── Testo in esame ──
Veronica Garcia - El recuerdo de la Sombra - Milano - Costantini Art Gallery - Settembre 2012
Narra Plinio il Vecchio, scrittore romano vissuto fra il 23 e il 79 dopo Cristo e autore della monumentale opera di erudizione Naturalis Historia, che la pittura nacque dall'ombra: precisamente, da quelle silhouettes nere che si stagliavano sulle pareti e sulle ceramiche ai tempi degli antichi Egizi e Greci. E in riferimento alle quali proprio i Greci (che, fissati con la mitologia, facevano risalire l'origine della pittura al momento in cui una mano tracciò per la prima volta sul muro il profilo dell'ombra di una persona) parlavano di skiagraphia, pittura d'ombre.
───
● Istruzioni
• 1. Riscrivi in forma più concisa il paragrafo del testo in esame che comincia con «Narra Plinio il Vecchio», conservandone i fatti principali.
• 2. Formatta come tabella Markdown, con le colonne «Numero» e «Contenuto», tutte le righe dei dati forniti dalla prima fino a quella che contiene "rough mask: <svg", estremi inclusi, escludendo le righe vuote.
── Dati forniti ──
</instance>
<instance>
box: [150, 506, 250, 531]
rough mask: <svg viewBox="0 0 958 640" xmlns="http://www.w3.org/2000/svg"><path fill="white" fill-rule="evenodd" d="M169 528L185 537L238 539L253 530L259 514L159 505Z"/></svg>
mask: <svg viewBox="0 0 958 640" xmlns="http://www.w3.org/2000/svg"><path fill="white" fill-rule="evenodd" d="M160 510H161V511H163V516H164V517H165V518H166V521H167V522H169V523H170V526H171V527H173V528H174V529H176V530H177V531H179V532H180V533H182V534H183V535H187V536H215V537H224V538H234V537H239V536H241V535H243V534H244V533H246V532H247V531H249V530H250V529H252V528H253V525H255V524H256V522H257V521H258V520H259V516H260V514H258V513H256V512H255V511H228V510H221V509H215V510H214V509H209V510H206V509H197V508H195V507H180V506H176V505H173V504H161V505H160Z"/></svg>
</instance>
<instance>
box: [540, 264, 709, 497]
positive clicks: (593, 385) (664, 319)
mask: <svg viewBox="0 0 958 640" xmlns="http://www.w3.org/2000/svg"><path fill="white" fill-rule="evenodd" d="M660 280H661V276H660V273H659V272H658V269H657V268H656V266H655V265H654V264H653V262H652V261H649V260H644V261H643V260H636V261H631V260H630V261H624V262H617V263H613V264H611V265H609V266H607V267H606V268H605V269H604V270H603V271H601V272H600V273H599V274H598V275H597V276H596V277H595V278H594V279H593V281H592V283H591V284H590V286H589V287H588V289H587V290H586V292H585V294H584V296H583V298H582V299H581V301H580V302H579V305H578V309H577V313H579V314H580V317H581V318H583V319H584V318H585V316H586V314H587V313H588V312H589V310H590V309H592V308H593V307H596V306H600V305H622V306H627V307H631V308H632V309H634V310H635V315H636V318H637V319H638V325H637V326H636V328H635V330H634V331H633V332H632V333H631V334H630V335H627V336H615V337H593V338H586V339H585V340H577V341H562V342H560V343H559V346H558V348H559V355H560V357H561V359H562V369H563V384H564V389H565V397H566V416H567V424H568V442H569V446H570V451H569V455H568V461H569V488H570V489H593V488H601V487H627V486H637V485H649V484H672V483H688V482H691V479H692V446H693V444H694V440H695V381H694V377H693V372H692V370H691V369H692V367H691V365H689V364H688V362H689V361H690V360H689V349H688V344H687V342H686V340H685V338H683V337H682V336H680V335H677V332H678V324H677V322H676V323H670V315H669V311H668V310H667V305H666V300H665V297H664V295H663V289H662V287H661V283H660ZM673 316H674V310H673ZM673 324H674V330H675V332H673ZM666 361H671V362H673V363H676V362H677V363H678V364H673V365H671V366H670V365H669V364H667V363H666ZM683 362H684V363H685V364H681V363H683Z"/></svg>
───
● Risultati dell'esercizio
• 1. Secondo Plinio il Vecchio (23-79 d.C.), autore della Naturalis Historia, la pittura nacque dall'ombra, cioè dalle silhouettes nere che si stagliavano sulle pareti e sulle ceramiche degli antichi Egizi e Greci. I Greci facevano risalire l'origine della pittura al primo profilo dell'ombra di una persona tracciato su un muro. Per questo parlavano di skiagraphia, pittura d'ombre.

• 2.
| Numero | Contenuto |
|---|---|
| 1 | </instance> |
| 2 | <instance> |
| 3 | box: [150, 506, 250, 531] |
| 4 | rough mask: <svg viewBox="0 0 958 640" xmlns="http://www.w3.org/2000/svg"><path fill="white" fill-rule="evenodd" d="M169 528L185 537L238 539L253 530L259 514L159 505Z"/></svg> |